# Natural-language object grounding data
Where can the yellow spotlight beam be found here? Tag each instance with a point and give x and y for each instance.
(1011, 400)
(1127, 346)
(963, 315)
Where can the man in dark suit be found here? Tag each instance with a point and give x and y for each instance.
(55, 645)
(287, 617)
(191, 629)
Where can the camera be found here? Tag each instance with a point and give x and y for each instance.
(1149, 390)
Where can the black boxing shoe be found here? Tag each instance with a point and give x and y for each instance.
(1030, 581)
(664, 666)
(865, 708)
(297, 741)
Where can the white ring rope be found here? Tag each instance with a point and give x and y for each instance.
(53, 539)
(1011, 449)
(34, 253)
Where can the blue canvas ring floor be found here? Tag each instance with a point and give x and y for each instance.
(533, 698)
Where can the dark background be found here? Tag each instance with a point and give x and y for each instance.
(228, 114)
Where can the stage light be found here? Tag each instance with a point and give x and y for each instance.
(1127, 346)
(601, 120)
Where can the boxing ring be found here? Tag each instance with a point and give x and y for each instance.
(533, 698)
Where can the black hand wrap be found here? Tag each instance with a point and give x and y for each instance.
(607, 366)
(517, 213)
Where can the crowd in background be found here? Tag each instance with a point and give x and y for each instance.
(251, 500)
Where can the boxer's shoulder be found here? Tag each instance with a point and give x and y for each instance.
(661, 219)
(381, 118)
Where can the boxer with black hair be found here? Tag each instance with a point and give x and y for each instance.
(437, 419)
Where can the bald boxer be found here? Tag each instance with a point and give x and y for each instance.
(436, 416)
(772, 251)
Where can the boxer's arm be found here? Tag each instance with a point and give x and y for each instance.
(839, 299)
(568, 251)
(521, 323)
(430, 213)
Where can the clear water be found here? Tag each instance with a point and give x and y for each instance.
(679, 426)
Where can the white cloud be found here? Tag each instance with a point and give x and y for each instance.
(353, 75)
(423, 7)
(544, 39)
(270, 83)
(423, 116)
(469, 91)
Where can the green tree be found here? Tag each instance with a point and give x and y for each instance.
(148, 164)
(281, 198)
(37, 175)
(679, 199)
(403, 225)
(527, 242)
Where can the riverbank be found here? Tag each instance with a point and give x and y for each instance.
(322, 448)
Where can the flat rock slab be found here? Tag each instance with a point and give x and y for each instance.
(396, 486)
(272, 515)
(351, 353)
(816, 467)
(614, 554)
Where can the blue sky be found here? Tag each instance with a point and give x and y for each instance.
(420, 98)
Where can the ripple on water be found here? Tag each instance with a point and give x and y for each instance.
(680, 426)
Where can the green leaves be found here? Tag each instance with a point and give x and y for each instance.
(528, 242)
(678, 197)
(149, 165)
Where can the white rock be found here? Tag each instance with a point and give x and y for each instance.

# Problem
Each entry is to be retyped exactly as it appears.

# Output of the exercise
Where can the yellow spotlight beam be found here? Tag each instance with a point and give x and y for each instance.
(1011, 400)
(1127, 346)
(963, 315)
Where can the man in dark suit be found here? Tag each instance with a point and give x and y for each instance.
(55, 645)
(287, 617)
(191, 629)
Where can the camera be found here? Tag each instance with a point and give x and y for each instance.
(1149, 390)
Where can the black boxing shoe be found here? Tag each instance with a point and give x and y for each instance.
(1030, 581)
(664, 666)
(865, 708)
(297, 741)
Where can the white ring rope be found here? Tag each instance with a point and give x and y for each instance.
(53, 539)
(1011, 449)
(34, 253)
Where can the blue canvas ring floor be found here? Tag each instance with a point and give x and y for each instance.
(533, 698)
Where can the dark background be found here? Tag each instance with a point and give x and y for each instance.
(228, 114)
Where can the stage light be found here? Tag each instance with a point and give x and y for each instance.
(1127, 346)
(601, 120)
Where can the boxing ring be found here? Tag each instance with a point and give x and y for each instance.
(533, 698)
Where can the black hand wrap be found here? Tag each instance with a point and give x and y for each instance.
(607, 366)
(517, 213)
Where can the crowd in background be found here? Tag each instance with a point and give x and y for each instance.
(251, 500)
Where can the boxer's shoulder be found here? Tag each instance with a point and give x and y for each instance.
(661, 219)
(381, 118)
Where can the boxer with black hair be found here? Tag each instance with a point and give x and y for each instance.
(437, 419)
Where can the bald boxer be found here? Tag each instance with a point and give x and y for each instance.
(436, 416)
(772, 251)
Where can the boxer's arm be found here? Tag each instance with a point and give x and y for each instance.
(839, 299)
(568, 251)
(521, 323)
(430, 213)
Where can the clear water be found here? Tag each instance with a point and give x and y for each instance.
(679, 426)
Where can the white cloud be found here? Tag each instance with a point and give x and y for each instance.
(353, 75)
(423, 7)
(544, 39)
(270, 83)
(423, 116)
(469, 91)
Where can the green tree be found here? Tag each instance with a point and give x and y for each instance.
(148, 164)
(281, 198)
(37, 175)
(679, 199)
(403, 225)
(527, 242)
Where can the riverbank be found here? Tag each instance with a point and give x and y for each instance.
(322, 448)
Where can the flat rock slab be found here? Tag each instance with a point and give x and y for each instance.
(396, 486)
(272, 515)
(351, 353)
(816, 467)
(614, 554)
Where can the blue sky be found here? Tag each instance with a point and give x and y for each instance.
(420, 98)
Where can the ripple on water be found here? Tag each instance with a point and give x and y for each instance.
(680, 426)
Where can the green leaves be found here? Tag each instance with a point and give x and y for each instance.
(528, 242)
(678, 197)
(149, 165)
Where can the white rock be found here? Tag each instance with a point and give x and y for each instance.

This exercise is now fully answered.